▶ **Text extract**:
J. Eric Smith (born 1957), former President of Swiss Re Americas, and is an American citizen.

Career
J. Eric Smith, former President and CEO Swiss Re Americas, is an American insurance industry executive.  Smith joined Swiss Re, and the Swiss Re Group Management Board, in July 2011; he was named to the Swiss Re Group Executive Committee in January 2012.  He was responsible for Swiss Re’s Property & Casualty and Life & Health reinsurance businesses, and had operational oversight of Swiss Re's business interests in the Americas as its regional president.

A career-long advocate of deploying technology to make insurance more accessible, Smith has also emphasized the role the reinsurance sector plays in both macro- and microeconomic resilience, especially in uncertain and hazardous conditions like those influenced by climate change and economic difficulty. In January 2014 Smith spoke at the 2014 Investor Summit on Climate Risk at the United Nations in New York.

▶ **Short task**: Extend the J. Eric Smith biography above with the passage that follows its last sentence.

▶ **Data**:
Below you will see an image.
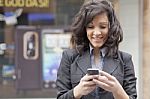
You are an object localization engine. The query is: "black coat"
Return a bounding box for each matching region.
[56,49,137,99]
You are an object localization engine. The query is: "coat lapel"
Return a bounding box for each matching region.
[103,57,119,74]
[77,50,92,74]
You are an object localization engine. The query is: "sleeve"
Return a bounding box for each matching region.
[56,51,74,99]
[123,54,137,99]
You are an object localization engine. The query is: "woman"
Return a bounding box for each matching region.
[56,0,137,99]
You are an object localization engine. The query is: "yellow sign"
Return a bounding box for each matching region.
[0,0,50,8]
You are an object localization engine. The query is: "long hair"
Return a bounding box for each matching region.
[70,0,123,57]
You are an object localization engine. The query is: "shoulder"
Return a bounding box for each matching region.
[63,49,78,57]
[62,49,79,61]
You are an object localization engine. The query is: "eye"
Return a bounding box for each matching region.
[99,25,108,29]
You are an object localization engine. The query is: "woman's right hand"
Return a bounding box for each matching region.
[73,74,98,99]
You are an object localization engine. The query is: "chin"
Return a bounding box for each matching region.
[93,45,103,48]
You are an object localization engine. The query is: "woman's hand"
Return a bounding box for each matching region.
[73,74,98,99]
[93,71,129,99]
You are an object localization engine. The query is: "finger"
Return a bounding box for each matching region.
[81,74,98,81]
[100,71,114,80]
[93,79,110,91]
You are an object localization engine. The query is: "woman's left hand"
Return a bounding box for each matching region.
[93,71,124,94]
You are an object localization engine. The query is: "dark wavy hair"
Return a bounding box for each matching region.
[70,0,123,57]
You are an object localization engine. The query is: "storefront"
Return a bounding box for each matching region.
[0,0,149,99]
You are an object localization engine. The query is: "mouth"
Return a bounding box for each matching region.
[92,37,103,42]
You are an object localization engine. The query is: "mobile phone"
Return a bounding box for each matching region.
[87,68,99,75]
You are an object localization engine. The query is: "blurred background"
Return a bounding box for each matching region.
[0,0,150,99]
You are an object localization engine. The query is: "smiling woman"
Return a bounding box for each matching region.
[56,0,137,99]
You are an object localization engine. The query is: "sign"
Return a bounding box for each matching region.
[0,0,51,8]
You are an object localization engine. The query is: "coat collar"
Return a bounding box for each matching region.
[77,50,120,74]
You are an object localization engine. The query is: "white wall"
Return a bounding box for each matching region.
[118,0,141,99]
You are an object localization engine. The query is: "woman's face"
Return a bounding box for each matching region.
[86,13,109,48]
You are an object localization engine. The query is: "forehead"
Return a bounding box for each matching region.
[89,13,108,23]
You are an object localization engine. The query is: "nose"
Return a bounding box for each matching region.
[93,28,101,35]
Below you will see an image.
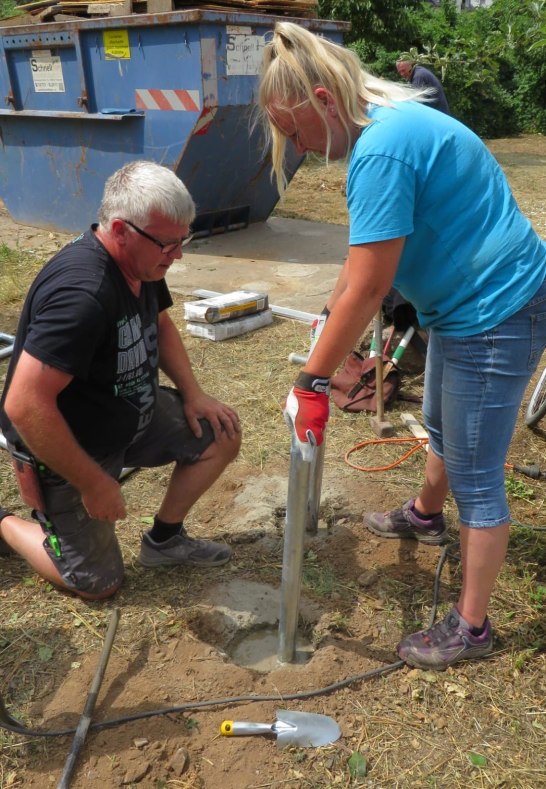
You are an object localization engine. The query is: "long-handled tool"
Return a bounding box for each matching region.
[220,710,341,748]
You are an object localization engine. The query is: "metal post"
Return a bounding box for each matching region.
[0,331,15,359]
[370,308,394,438]
[278,431,312,663]
[305,438,326,534]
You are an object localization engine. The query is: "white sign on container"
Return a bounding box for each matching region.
[30,49,65,93]
[226,26,265,77]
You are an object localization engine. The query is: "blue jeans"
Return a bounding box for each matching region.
[423,282,546,528]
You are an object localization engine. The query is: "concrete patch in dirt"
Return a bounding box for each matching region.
[191,579,320,671]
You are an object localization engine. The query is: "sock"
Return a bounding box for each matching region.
[148,515,182,542]
[470,622,485,636]
[0,507,13,523]
[411,504,442,521]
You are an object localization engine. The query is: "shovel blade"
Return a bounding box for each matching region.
[273,710,341,748]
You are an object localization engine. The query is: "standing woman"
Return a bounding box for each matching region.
[259,22,546,669]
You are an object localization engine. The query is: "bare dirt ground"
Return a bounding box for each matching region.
[0,136,546,789]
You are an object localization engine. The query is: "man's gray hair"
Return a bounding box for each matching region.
[98,160,195,230]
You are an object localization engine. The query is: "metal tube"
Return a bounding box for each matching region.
[0,332,15,359]
[57,608,119,789]
[278,431,311,663]
[305,436,326,534]
[373,309,385,422]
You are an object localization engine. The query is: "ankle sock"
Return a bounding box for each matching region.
[148,515,182,542]
[470,620,487,636]
[411,504,442,521]
[0,507,13,523]
[456,608,487,636]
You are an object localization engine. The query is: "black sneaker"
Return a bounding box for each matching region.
[396,608,493,671]
[364,499,449,545]
[138,528,231,567]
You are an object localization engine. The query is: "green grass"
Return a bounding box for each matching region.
[0,245,44,306]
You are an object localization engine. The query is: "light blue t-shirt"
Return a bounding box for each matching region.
[347,101,546,336]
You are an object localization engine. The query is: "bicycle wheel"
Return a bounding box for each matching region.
[525,368,546,427]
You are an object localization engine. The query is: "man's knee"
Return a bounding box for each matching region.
[73,579,123,600]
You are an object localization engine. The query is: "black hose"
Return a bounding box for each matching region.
[0,524,536,737]
[57,608,119,789]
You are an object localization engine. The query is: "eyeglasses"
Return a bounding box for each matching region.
[122,219,193,255]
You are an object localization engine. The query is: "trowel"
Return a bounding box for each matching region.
[220,710,341,748]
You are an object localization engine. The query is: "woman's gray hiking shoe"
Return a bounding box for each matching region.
[138,529,231,567]
[364,499,449,545]
[396,608,493,671]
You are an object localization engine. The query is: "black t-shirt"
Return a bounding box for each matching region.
[0,226,172,458]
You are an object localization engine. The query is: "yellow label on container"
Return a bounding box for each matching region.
[102,30,131,60]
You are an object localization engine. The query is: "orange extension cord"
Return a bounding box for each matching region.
[345,437,514,472]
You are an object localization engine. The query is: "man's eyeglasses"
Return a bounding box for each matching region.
[122,219,193,255]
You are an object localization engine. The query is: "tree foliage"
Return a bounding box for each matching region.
[320,0,546,137]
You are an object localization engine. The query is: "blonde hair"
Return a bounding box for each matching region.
[257,22,427,194]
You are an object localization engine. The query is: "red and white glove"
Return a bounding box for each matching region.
[283,373,330,462]
[309,307,330,353]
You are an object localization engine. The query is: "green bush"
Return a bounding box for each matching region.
[320,0,546,137]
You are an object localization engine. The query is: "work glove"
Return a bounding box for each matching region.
[309,307,330,353]
[283,373,330,462]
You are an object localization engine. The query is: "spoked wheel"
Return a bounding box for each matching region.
[525,368,546,427]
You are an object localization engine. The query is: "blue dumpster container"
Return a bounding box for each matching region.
[0,9,349,232]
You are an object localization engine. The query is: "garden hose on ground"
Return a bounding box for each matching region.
[0,543,457,737]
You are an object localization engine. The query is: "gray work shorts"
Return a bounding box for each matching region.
[36,388,214,594]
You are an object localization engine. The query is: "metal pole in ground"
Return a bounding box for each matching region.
[370,308,394,438]
[305,440,326,534]
[278,428,316,663]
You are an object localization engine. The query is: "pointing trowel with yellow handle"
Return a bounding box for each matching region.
[220,710,341,748]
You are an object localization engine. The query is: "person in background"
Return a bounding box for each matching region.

▶ **Exercise result**:
Smith’s career encompasses both the business-to-business and retail sides of the insurance industry. He began his career as multi-line insurance agent with Country Financial in Monticello, IL. He spent over 20 years at Country Financial, helping to build its Property & Casualty business as VP of marketing. He joined Allstate and became President of Allstate Financial Services in 2006, where he was responsible for its agency line of business. He joined USAA as President of USAA Life Insurance Co. in 2009, where he led the effort to broaden access to the company's life and annuity products through direct distribution channels.

Smith was born in 1957 in Bloomington, IL. He holds a degree in Finance from the University of Illinois; and an MBA from the Kellogg Graduate School of Management.

Smith serves on the Boards of the American Council for Life Insurers (ACLI), American Insurance Association (AIA) and the Financial Services Roundtable (FSR) and is a member of the Committee for Economic Development (CED).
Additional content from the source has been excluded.